Выбранный фрагмент —
════════════════════
"Человек-слон", быть может, самая тонкая и мастерски сделанная картина, действие которой разворачивается в викторианской Англии, казалось бы, весьма далека от злобы дня. Однако она стала воплощением "политической корректности" — новых правил поведения, сейчас повсеместно принятых в Америке.
Несмотря на то что политическая корректность распространена в Европе меньше, чем в Америке, и совсем уж не встречается в России, отечественные mass-media последнее время почему-то вступили с ней в решительный бой. Причем наиболее воинственными оказались многочисленные эстеты — фанаты "Твин Пикс", хотя именно для них суд Линча должен быть особенно значим.
════════════════════
Предоставленные строки —

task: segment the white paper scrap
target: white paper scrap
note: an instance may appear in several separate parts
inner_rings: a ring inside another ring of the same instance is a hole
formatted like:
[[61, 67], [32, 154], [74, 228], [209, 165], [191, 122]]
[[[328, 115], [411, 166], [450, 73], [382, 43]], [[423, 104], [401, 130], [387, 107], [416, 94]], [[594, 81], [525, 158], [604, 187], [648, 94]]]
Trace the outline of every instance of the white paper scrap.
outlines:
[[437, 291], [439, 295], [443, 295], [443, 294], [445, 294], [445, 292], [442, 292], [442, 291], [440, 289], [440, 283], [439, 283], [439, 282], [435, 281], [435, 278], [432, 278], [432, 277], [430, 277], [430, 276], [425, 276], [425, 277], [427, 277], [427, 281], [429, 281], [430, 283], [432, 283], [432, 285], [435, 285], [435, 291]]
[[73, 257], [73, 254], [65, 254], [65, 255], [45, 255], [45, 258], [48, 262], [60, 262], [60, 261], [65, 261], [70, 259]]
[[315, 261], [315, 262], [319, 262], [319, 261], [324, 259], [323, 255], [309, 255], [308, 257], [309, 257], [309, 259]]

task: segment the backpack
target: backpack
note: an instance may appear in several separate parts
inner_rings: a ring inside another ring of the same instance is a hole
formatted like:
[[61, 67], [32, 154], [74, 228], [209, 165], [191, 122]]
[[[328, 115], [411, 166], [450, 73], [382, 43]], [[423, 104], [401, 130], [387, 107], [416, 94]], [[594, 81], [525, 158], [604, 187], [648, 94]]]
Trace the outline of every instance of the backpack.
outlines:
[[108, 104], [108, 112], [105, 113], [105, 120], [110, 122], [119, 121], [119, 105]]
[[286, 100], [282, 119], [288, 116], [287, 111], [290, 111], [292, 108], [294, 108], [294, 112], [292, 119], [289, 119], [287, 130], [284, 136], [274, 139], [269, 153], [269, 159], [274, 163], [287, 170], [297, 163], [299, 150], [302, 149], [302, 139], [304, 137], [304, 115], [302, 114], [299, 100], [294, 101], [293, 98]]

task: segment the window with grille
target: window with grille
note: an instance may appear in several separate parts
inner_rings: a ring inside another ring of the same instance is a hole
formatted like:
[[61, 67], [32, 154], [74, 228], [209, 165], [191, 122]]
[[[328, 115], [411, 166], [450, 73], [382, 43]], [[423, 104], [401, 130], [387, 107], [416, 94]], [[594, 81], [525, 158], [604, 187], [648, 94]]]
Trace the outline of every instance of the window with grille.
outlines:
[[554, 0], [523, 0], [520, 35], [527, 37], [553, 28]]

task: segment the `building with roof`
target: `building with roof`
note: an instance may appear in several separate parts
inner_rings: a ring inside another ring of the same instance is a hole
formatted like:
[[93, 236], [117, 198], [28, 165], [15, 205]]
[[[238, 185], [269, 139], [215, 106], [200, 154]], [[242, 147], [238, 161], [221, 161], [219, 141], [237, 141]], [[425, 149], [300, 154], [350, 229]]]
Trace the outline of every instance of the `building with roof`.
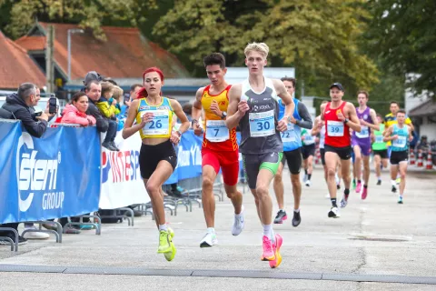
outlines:
[[42, 87], [45, 85], [45, 75], [25, 48], [0, 31], [0, 90], [16, 91], [24, 82]]

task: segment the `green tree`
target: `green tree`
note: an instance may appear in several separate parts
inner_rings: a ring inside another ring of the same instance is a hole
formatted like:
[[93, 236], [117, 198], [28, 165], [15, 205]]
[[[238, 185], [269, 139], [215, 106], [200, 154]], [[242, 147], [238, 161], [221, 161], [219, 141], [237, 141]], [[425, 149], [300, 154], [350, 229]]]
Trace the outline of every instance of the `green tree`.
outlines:
[[295, 66], [300, 79], [347, 79], [354, 86], [376, 83], [377, 69], [357, 39], [369, 14], [363, 0], [176, 1], [154, 34], [177, 55], [201, 67], [213, 51], [242, 65], [243, 47], [263, 41], [270, 65]]
[[158, 8], [156, 0], [0, 0], [3, 6], [11, 9], [5, 30], [13, 38], [25, 35], [38, 19], [78, 24], [101, 40], [105, 40], [102, 25], [136, 26]]
[[403, 76], [416, 94], [436, 93], [436, 2], [371, 0], [368, 51], [383, 70]]

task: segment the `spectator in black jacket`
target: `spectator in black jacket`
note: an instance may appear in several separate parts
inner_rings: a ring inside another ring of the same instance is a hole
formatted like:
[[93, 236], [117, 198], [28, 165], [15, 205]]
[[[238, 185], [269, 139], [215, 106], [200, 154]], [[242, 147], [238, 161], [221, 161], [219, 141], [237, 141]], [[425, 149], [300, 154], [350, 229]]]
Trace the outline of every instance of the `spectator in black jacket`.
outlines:
[[[0, 110], [0, 118], [21, 120], [25, 130], [35, 137], [41, 137], [47, 129], [48, 115], [42, 112], [39, 116], [35, 115], [33, 106], [40, 99], [38, 88], [31, 83], [24, 83], [18, 87], [18, 92], [6, 97], [6, 102]], [[0, 227], [11, 227], [17, 229], [18, 224], [4, 224]], [[14, 233], [11, 231], [0, 232], [0, 236], [8, 236], [14, 240]], [[26, 239], [21, 236], [18, 244], [25, 244]], [[0, 239], [0, 245], [8, 244]]]
[[[114, 143], [114, 136], [116, 135], [116, 122], [114, 122], [114, 120], [110, 120], [109, 118], [105, 118], [96, 105], [96, 103], [102, 95], [102, 85], [100, 82], [95, 80], [90, 81], [84, 88], [84, 93], [86, 93], [86, 95], [89, 99], [88, 110], [86, 111], [86, 115], [95, 117], [95, 120], [97, 122], [97, 129], [99, 129], [100, 123], [104, 124], [104, 131], [107, 131], [106, 137], [102, 143], [102, 146], [111, 151], [118, 151], [119, 149]], [[100, 129], [99, 131], [104, 132]]]

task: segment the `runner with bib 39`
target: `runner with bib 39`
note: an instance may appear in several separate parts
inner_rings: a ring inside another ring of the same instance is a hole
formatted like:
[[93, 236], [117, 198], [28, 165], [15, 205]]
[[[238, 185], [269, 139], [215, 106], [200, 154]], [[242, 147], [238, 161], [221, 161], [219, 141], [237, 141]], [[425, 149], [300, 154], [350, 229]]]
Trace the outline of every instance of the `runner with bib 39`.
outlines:
[[321, 107], [321, 118], [325, 124], [325, 166], [327, 166], [327, 185], [329, 187], [332, 208], [328, 216], [337, 218], [341, 216], [336, 204], [336, 164], [338, 157], [341, 159], [341, 170], [342, 172], [345, 189], [341, 200], [341, 207], [345, 207], [350, 194], [350, 158], [352, 157], [352, 139], [350, 128], [361, 132], [361, 124], [357, 118], [356, 108], [346, 101], [342, 101], [343, 87], [339, 83], [330, 86], [332, 102], [322, 105]]

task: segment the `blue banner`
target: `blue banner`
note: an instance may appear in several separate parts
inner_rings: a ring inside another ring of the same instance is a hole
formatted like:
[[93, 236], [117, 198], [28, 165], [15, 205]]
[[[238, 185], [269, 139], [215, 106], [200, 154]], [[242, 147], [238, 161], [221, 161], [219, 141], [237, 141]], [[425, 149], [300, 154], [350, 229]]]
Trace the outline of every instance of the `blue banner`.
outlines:
[[0, 123], [0, 223], [96, 211], [100, 138], [95, 127], [47, 128], [41, 138], [21, 123]]
[[182, 135], [175, 148], [177, 166], [164, 184], [202, 176], [202, 143], [203, 136], [195, 135], [193, 130], [188, 130]]

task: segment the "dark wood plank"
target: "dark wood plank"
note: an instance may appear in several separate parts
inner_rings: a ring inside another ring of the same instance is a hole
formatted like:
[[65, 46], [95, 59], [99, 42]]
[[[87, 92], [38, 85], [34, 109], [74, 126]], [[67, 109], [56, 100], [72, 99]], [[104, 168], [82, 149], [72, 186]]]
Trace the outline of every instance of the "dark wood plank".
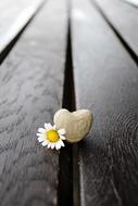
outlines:
[[138, 7], [138, 1], [137, 0], [124, 0], [127, 3], [130, 3], [131, 5]]
[[0, 53], [35, 15], [43, 0], [0, 1]]
[[59, 153], [36, 132], [62, 106], [67, 5], [50, 0], [0, 67], [0, 205], [57, 205]]
[[138, 9], [123, 0], [96, 1], [109, 22], [138, 57]]
[[87, 0], [72, 4], [77, 108], [93, 113], [79, 149], [81, 206], [138, 205], [138, 67]]

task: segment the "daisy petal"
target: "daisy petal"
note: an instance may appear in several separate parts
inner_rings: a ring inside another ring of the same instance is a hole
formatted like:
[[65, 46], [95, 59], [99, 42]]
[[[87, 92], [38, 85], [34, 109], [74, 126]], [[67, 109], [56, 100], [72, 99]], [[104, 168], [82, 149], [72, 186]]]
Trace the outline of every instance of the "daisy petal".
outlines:
[[57, 126], [55, 126], [55, 125], [53, 125], [53, 129], [54, 129], [54, 130], [57, 129]]
[[48, 124], [45, 124], [45, 127], [46, 127], [46, 129], [53, 129], [53, 127], [52, 127], [52, 125], [50, 124], [50, 123], [48, 123]]
[[61, 145], [60, 144], [55, 144], [55, 149], [57, 151], [61, 149]]
[[50, 149], [51, 147], [51, 143], [48, 143], [48, 149]]
[[61, 144], [61, 146], [65, 146], [65, 144], [62, 140], [60, 140], [60, 144]]
[[64, 136], [60, 134], [61, 140], [65, 140], [66, 138]]
[[41, 133], [37, 133], [37, 136], [39, 137], [39, 136], [41, 136]]
[[64, 136], [65, 134], [65, 129], [59, 129], [58, 133], [61, 134], [61, 136]]
[[55, 144], [54, 144], [54, 143], [52, 143], [52, 144], [51, 144], [51, 149], [54, 149], [54, 146], [55, 146]]
[[41, 133], [41, 132], [45, 132], [46, 129], [43, 129], [43, 128], [39, 128], [38, 131]]

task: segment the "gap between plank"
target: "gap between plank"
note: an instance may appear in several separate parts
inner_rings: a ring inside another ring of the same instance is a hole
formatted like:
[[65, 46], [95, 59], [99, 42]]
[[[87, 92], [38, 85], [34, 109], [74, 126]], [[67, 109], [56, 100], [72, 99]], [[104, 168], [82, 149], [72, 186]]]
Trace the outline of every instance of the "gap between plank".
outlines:
[[104, 21], [108, 23], [108, 25], [111, 27], [111, 29], [114, 31], [116, 35], [117, 39], [121, 41], [123, 47], [127, 50], [131, 59], [135, 61], [136, 65], [138, 66], [138, 55], [135, 53], [135, 51], [129, 47], [129, 44], [125, 41], [125, 39], [122, 37], [120, 31], [113, 26], [113, 24], [110, 22], [105, 13], [102, 11], [100, 5], [96, 2], [96, 0], [90, 0], [91, 4], [100, 12]]
[[[63, 108], [73, 112], [75, 106], [75, 88], [72, 62], [71, 25], [68, 20], [68, 34], [66, 47], [66, 63], [63, 91]], [[79, 169], [78, 144], [67, 144], [60, 152], [59, 172], [59, 206], [79, 205]]]
[[32, 4], [17, 17], [17, 21], [13, 24], [8, 35], [5, 35], [4, 39], [0, 42], [0, 64], [8, 56], [25, 28], [29, 25], [43, 4], [43, 0], [39, 3]]

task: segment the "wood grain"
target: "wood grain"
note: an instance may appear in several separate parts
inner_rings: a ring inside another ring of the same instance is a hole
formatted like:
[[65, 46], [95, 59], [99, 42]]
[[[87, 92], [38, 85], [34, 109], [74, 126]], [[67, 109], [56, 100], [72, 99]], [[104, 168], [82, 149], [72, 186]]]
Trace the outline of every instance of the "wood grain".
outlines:
[[80, 205], [138, 205], [138, 67], [87, 0], [72, 1], [77, 108], [93, 113], [79, 144]]
[[42, 0], [0, 1], [0, 54], [35, 15]]
[[138, 57], [138, 8], [121, 0], [96, 0], [96, 2]]
[[57, 205], [59, 153], [36, 132], [62, 105], [67, 7], [51, 0], [0, 67], [0, 205]]

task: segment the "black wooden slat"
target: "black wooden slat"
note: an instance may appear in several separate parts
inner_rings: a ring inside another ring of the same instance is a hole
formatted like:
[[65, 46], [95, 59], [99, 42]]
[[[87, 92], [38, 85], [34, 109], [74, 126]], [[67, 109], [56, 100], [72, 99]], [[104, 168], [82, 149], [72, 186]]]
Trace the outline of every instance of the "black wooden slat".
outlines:
[[67, 5], [50, 0], [0, 67], [0, 205], [57, 205], [59, 153], [36, 132], [62, 106]]
[[130, 47], [138, 57], [138, 8], [123, 0], [91, 0], [106, 15], [109, 22]]
[[93, 113], [79, 144], [80, 205], [138, 205], [138, 67], [100, 13], [73, 0], [76, 107]]
[[0, 53], [35, 15], [43, 0], [5, 0], [0, 2]]

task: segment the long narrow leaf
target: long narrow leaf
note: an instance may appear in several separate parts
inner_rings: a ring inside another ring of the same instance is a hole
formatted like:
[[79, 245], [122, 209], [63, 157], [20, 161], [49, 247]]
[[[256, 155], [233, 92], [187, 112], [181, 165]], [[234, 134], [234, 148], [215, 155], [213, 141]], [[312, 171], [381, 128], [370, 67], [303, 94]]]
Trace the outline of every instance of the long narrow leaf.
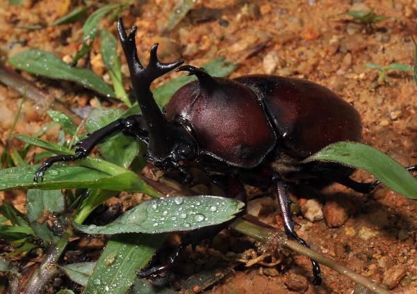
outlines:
════════════════════
Задание 1 —
Где, согласно фрагменту о фильме «Человек-слон», разворачивается действие этой картины?
Задание 2 —
Продолжите фрагмент о фильме «Человек-слон» и политической корректности, начав сразу после его последнего предложения.

Письменный ответ 1 —
В викторианской Англии.

Письменный ответ 2 —
Все российские борцы с политкорректностью описывают ее с помощью одной и той же, видимо, очень смешной шутки: "Политическая корректность — это две лесбиянки, одна черная, другая без ноги, которые, опекая глухонемого ребенка и дюжину кошек, днем ходят в вегетарианскую столовую, а вечерами читают поэзию женщин Востока". Сострив таким образом, журналисты тут же делаются грустными и патетически восклицают, что культ меньшинств, воцарившийся на Западе, привел к унижению большинства, что попрано само понятие нормы, что изгоем сделался здоровый белый гетеросексуальный мужчина с университетским дипломом и что все это — фашизм.
Те, кто поумнее, признают в политической корректности, так сказать, содержание, но сетуют на форму: все, конечно, правильно, говорят они, но уж очень лицемерно и к тому же громко, навязчиво, истерично, в общем — безвкусно. Наконец, редкие и самые умные замечают, что политическая корректность игнорирует промысел Божий, подменяя откровение механическими правилами добра, заведомо безблагодатными. Фильм Дэвида Линча "Человек-слон" интересен хотя бы тем, что отвечает сразу и первым, и вторым, и третьим.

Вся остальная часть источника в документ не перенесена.